Rescale the entries from the line that has "of the terraced" through the last line of the entries, both ends included. Write those lines out again with their requests, multiplying every coordinate in the answers by 2.3 and rounding to whole numbers, with halves rounded up.

::::

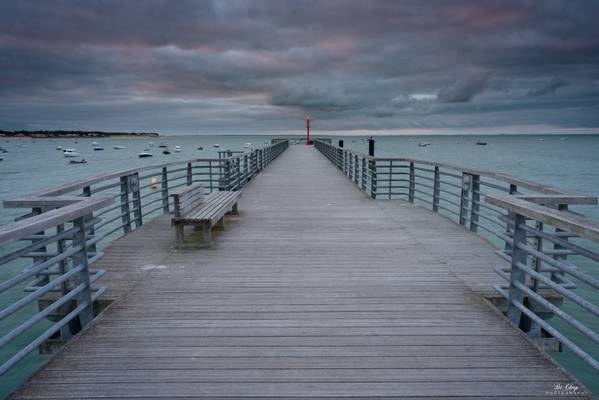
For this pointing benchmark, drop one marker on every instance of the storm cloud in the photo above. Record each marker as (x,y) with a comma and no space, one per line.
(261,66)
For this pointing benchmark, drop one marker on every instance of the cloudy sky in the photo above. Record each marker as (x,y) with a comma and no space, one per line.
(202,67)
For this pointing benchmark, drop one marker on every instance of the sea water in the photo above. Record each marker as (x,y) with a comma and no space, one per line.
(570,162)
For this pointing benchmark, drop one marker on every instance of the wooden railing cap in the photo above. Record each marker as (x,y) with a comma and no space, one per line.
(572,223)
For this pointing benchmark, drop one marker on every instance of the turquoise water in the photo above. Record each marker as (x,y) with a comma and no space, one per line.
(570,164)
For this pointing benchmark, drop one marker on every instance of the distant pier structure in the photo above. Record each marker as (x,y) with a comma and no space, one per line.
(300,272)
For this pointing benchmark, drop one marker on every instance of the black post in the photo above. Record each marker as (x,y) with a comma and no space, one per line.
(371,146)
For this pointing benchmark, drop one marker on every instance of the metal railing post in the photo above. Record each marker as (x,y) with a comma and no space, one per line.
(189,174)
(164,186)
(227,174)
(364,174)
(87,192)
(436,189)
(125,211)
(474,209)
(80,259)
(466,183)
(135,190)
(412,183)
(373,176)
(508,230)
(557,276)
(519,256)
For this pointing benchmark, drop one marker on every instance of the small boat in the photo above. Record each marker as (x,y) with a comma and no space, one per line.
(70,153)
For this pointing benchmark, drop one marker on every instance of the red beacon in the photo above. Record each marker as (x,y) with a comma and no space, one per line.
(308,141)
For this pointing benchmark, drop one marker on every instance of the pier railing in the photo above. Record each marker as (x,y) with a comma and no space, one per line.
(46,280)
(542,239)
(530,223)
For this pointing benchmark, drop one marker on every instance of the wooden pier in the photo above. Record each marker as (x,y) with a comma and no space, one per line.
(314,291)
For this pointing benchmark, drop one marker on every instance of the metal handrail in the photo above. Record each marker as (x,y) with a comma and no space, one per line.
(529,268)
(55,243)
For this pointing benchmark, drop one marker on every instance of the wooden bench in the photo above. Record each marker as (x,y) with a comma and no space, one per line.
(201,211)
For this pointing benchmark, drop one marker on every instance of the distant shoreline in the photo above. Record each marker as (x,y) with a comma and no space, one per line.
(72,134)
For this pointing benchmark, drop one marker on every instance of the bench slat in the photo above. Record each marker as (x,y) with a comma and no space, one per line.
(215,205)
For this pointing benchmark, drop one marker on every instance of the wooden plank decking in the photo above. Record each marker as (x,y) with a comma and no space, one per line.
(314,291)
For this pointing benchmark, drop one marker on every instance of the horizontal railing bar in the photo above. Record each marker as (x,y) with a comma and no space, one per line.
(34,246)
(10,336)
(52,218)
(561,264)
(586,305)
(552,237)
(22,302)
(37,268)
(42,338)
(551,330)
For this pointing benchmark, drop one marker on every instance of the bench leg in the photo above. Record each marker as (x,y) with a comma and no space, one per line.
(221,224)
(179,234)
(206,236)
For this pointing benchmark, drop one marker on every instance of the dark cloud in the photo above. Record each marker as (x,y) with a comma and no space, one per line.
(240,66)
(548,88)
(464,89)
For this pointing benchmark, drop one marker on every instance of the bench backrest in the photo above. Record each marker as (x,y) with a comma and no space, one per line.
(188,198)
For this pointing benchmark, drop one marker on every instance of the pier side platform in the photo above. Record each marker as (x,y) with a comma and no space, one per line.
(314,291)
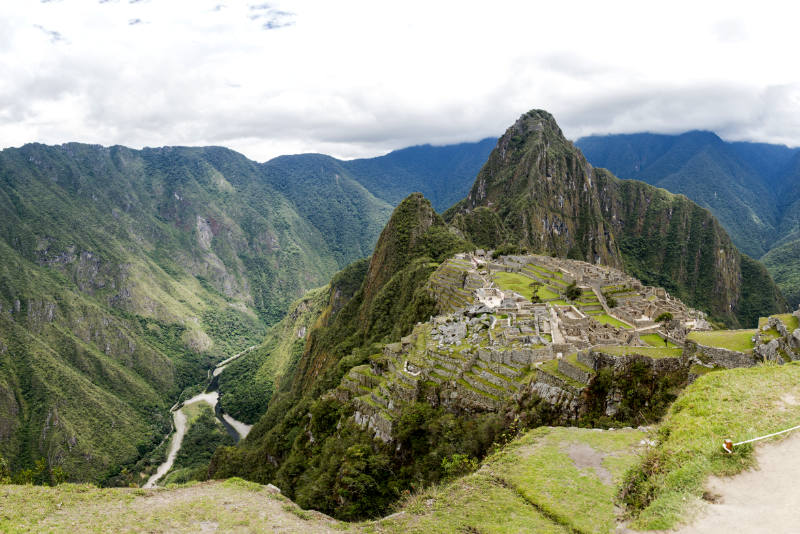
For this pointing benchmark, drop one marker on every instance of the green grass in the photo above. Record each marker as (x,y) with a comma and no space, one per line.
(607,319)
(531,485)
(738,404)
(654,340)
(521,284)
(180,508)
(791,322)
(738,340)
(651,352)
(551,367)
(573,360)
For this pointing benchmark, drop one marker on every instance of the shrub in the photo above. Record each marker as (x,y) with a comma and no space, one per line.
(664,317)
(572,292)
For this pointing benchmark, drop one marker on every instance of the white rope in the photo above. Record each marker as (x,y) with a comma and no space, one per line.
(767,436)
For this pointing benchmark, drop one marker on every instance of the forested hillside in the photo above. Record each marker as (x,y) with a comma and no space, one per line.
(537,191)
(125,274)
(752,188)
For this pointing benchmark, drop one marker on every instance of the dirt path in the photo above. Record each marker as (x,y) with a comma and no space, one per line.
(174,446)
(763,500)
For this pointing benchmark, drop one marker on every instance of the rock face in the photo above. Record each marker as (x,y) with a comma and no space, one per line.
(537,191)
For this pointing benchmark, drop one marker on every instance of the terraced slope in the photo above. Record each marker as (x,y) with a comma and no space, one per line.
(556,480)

::::

OUTPUT =
For this pointing benchmark, drop one marker on every instance of the terraced slope in the photo above. Record each marker as (x,y) with a comma and no space, one per line.
(1279,1104)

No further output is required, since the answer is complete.